-- start Passage provided --

August reminded us how volatile the stock market truly is.
While fear of a US recession temporarily overtook global markets, most had nearly recovered as of late August.
Both the S&P 500 (^SPX) and the Nasdaq Composite Index (^IXIC) have rallied since the sell-off in early August, while the Dow Jones Industrial Index (^DOW) has recently made a new historical high.
With optimism returning back to the market, investors will be looking forward to a better September.
Here are some of the biggest events and corporate news for August.
US interest rates
The latest meeting held by the US Federal Reserve (“Fed”) saw interest rates held steady at their highest in 23 years, in a range of 5.25% to 5.5%.
However, the US central bank hinted that it is now closer to easing its monetary policy as there was “further progress” in its fight against inflation.
The members of the Fed are gathering more data to gain the confidence to reduce interest rates, even as inflation continues to cool and the job market slows down.
Fed chairman Jerome Powell commented that a rate cut could be on the table in September if the stars align for inflation and the economy.
However, he reiterated that if inflation proved stickier than expected, then rates could still be maintained at current levels.
Three straight months of better inflation data have bolstered the case for an eventual rate cut before the end of this year.
However, investors may wish to hold their breath for now as incoming data for August and September will still be scrutinised closely to assess if a rate cut is appropriate.
Berkshire Hathaway (NYSE: BRK.B)
In a surprise move, Berkshire Hathaway, the investment company owned by famous investor Warren Buffett, announced that it had slashed its stake in Apple (NASDAQ: AAPL) by nearly 50%.
Berkshire sold US$75.5 billion worth of stock in the world’s largest company during 2Q 2024, sending its cash pile swelling to a record US$276.9 billion.
In addition to Apple, Berkshire has also significantly reduced its stake in Bank of America (NYSE: BAC), trimming this position by 8.8% since the middle of July.
Berkshire first disclosed its stake in Apple back in 2016 and has chalked up a massive unrealised gain on this position.

-- end Passage provided --
-- start Supplied information --

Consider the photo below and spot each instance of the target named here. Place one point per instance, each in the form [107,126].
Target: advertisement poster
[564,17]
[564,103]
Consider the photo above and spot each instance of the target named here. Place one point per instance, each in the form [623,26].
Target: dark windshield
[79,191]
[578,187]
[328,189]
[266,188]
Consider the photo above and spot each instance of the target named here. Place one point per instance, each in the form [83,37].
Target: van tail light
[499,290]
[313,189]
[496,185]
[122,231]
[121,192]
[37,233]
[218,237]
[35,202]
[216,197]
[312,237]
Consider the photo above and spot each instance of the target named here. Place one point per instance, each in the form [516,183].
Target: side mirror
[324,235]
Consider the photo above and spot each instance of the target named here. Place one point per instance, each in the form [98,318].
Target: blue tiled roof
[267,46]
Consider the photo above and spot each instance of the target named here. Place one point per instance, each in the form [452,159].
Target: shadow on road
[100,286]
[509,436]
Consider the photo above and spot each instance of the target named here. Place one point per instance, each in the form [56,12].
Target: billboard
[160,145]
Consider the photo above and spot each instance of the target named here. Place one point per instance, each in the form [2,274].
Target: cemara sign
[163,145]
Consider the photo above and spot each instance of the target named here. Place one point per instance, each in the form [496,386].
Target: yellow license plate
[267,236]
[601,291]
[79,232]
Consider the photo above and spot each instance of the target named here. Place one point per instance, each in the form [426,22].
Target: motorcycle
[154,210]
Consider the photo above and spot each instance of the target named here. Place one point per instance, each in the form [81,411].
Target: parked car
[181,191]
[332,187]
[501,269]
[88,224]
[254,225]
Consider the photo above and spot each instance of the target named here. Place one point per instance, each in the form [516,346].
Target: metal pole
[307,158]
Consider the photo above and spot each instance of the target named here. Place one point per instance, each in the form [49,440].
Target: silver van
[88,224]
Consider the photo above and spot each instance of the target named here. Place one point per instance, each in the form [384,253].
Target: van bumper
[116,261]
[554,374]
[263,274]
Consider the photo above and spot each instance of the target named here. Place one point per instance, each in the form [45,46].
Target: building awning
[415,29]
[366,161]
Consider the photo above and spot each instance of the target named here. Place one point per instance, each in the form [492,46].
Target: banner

-- end Supplied information --

● Goals
[a] According to the August market recap, in what range did the US Federal Reserve hold interest rates at its latest meeting?
[b] State whether each statement agrees with the August market recap, answering yes or no and quoting the words of the recap that decide it.
(i) The Dow Jones Industrial Index recently reached a new historical high.
(ii) Berkshire Hathaway sold US$276.9 billion worth of Apple stock during 2Q 2024.
(iii) Berkshire Hathaway first disclosed its stake in Apple in 2018.
[c] Resume the August market recap, starting right after its final sentence.

● Responses by task
[a] 5.25% to 5.5%

[b]
(i) Yes: "the Dow Jones Industrial Index (^DOW) has recently made a new historical high"
(ii) No: "Berkshire sold US$75.5 billion worth of stock in the world’s largest company during 2Q 2024"
(iii) No: "Berkshire first disclosed its stake in Apple back in 2016"

[c]
At the end of 2021, Berkshire had roughly 908 million shares of the technology company.
After the sale, the company is left with roughly 400 million shares of Apple which are valued at US$83.9 billion.
At May’s shareholder meeting for Berkshire Hathaway, Buffett had alluded to Apple remaining as the company’s top investment holding but implied that tax issues had motivated the divestment.
The sale will help the conglomerate avoid paying higher capital gains taxes.
Apple recently released its earnings for the third quarter of fiscal 2024 (3Q FY2024) ending 29 June 2024.
Revenue rose 4.9% year on year to US$85.8 billion while operating profit jumped 10.2% year on year to US$25.3 billion.
Net profit improved by 7.9% year on year to US$21.4 billion.
Apple’s Services revenue, which touched a new record, increased by 14.1% year on year to US$24.2 billion.
The business also generated a positive free cash flow of US$84.9 billion for the first nine months of the fiscal year.
Genting Singapore (SGX: G13)
Genting Singapore also released its 1H 2024 earnings and delivered a strong set of results.
Revenue climbed 25% year on year to S$1.36 billion led by a 28% year-on-year increase in gaming revenue to S$957.6 million.
Non-gaming revenue rose 19% year on year to S$397.9 million, with attractions bringing in the biggest year-on-year jump at 25.3% to hit S$201.3 million.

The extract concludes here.